STATED TASK 1 — In the patch message, which version of the file command was run with the -k option?

TEXT EXCERPT —

[File] [PATCH] Magdir/database dBase III DBT misidentifies some Atari DEGAS bitmaps, SQLite Write-Ahead Log shared memory
Christos Zoulas
christos at zoulas.com
Thu Jan 12 00:14:15 UTC 2023
Committed, thanks!
christos
> On Jan 8, 2023, at 5:40 AM, Jörg Jenderek <joerg.jen.der.ek at gmx.net> wrote:
>
> -----BEGIN PGP SIGNED MESSAGE-----
> Hash: SHA1
>
> Hello,
>
> Some days ago i send patch for SQLite Write-Ahead Log shared memory
> files.
>
> When running file command version 5.44 with -k option on such
> examples and more misidentified samples i get an output like:
>
> Deep_Strike.aas: dBase III DBT, version number 0
> , next free block index 8192
> , 1st item "\374\374"
> ELEPHANT.PC3: Atari DEGAS Elite
> compressed bitmap 640 x 400 x 2
> , color palette
> 0000 0777 0000 0000 0000 ...
> dBase III DBT, version number 0
> , next free block index 640
> , 1st item "\351\377\003\376"
> ST.PC2: Atari DEGAS Elite
> compressed bitmap 640 x 200 x 4
> , color palette
> 0000 0777 0000 0000 0000 ...
> dBase III DBT, version number 0
> , next free block index 384
> , 1st item "\341\377\261"
> StateRepository-Deployment.srd-shm: dBase III DBT
> , next free block index 3007000
> , block length 6144
> dbase-memo.dbt: dBase III DBT
> , next free block index 2
> , 1st item "1st memo \032"
> dbase3dbt0_1.dbt: dBase III DBT, version number 0
> , next free block index 2
> 1st item "1st memo. test umlaut
> with cp 1252:
> \344=ae, \366=oe, \374=ue,
> \337=ss,\200=euro,
> \304=Ae, \326=Oe,
> \334=Ue\032\032"
> dbase_83.dbt: dBase III DBT, version number 0
> , next free block index 79
> , 1st item "Our Original
> assortment...a little taste
> dragon's_lair_ii.aas: dBase III DBT, version number 0
> , next free block index 8192
> , 1st item "\314\303\003\003
> fsadress.dbt: dBase III DBT, version number 0
> , next free block index 5
> , 1st item "This is a note for
> Karl M\374ller. "
> gcry_cast5.mod: dBase III DBT
> , next free block index 4
> , 1st item "\001\010"
> keylayouts.mod: dBase III DBT
> , next free block index 24
> , 1st item "rintf"
> nativedisk.mod: dBase III DBT
> , next free block index 10
> , 1st item
> "rub_file_get_device_name"
> part_sun.mod: dBase III DBT, version number 0
> , next free block index 100
> , 1st item "LICENSE=GPLv3+"
> pcidump.mod: dBase III DBT, version number 0
> , next free block index 1
> , 1st item "\203x\034"
> plan9.mod: dBase III DBT
> , next free block index 4
> , 1st item "b_strcmp"
> test.dbt: dBase III DBT
> , next free block index 16
> , 1st item "WHAT IS XBASE"
> virtual-boy-wario-land.vb: dBase III DBT, version number 0
> , next free block index 61440
> , 1st item " \307\356\377\004"

STATED TASK 2 — Give as a numbered list the lines of the entries from their start through the line that contains "(1032, 570)", inclusive, leaving out the picture.

DATA PROVIDED —
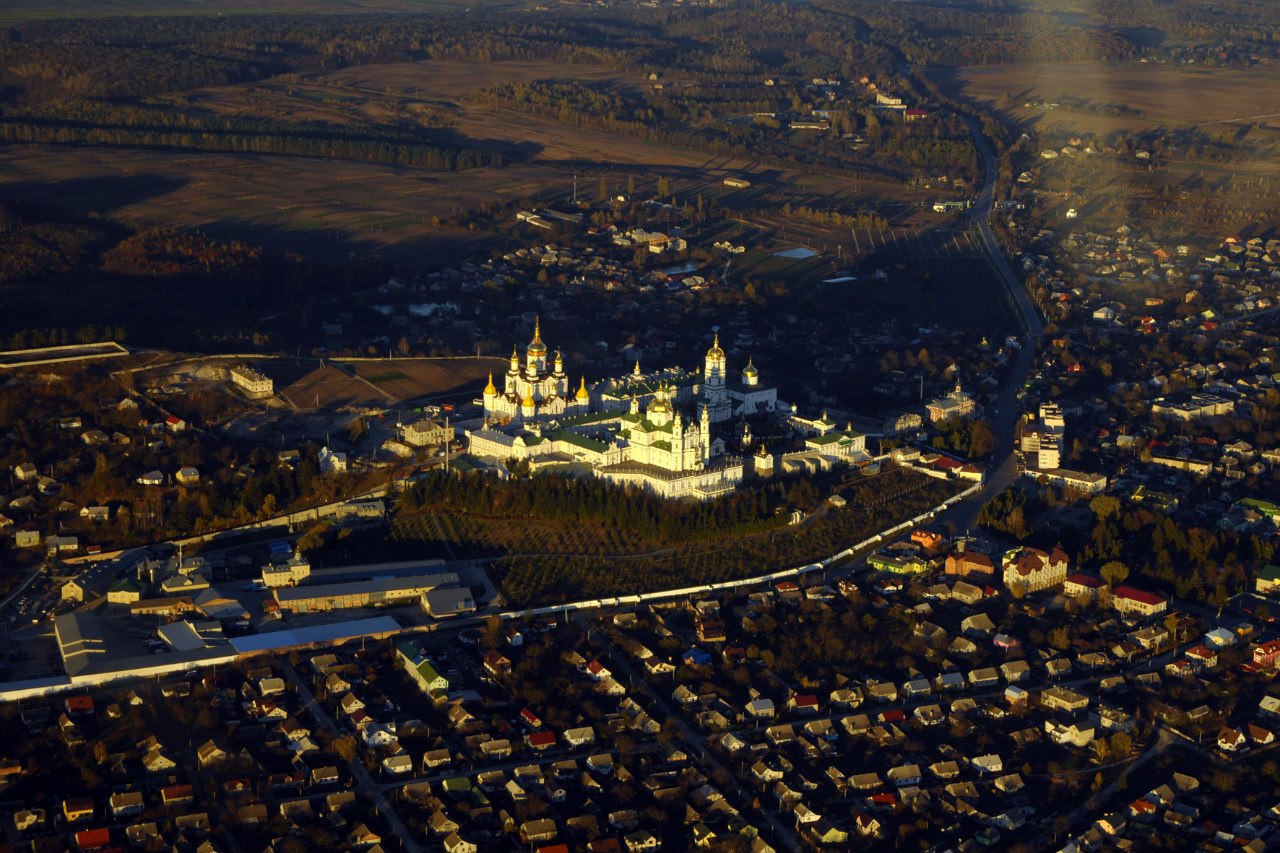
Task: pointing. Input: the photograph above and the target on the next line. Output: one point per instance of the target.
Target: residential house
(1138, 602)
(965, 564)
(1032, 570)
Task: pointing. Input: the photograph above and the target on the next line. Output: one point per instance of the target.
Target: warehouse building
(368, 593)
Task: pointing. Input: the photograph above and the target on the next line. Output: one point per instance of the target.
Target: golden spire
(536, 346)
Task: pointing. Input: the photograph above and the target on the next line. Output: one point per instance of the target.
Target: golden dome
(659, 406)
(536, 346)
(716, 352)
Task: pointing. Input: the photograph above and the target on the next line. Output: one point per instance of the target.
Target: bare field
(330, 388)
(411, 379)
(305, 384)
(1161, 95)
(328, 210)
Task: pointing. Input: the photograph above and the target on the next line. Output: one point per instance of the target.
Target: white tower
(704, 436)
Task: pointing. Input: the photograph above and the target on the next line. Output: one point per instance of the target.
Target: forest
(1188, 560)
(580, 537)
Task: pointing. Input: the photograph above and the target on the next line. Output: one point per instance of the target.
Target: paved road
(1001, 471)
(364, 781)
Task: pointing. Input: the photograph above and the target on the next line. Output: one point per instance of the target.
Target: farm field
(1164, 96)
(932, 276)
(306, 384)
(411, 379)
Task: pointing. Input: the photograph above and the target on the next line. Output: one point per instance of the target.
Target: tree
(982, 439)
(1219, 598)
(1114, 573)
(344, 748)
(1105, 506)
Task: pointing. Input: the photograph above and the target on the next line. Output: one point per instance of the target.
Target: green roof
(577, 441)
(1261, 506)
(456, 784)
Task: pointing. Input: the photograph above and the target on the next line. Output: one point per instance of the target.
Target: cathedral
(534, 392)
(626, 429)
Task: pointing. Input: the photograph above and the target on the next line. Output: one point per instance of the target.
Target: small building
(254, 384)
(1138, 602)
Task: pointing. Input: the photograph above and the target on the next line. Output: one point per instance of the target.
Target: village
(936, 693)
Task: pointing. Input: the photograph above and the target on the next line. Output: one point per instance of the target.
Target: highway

CORRECT RESPONSE 1 — Version 5.44.

CORRECT RESPONSE 2 —
1. Task: pointing. Input: the photograph above and the target on the next line. Output: one point per instance of the target.
2. Target: residential house
3. (1138, 602)
4. (965, 564)
5. (1032, 570)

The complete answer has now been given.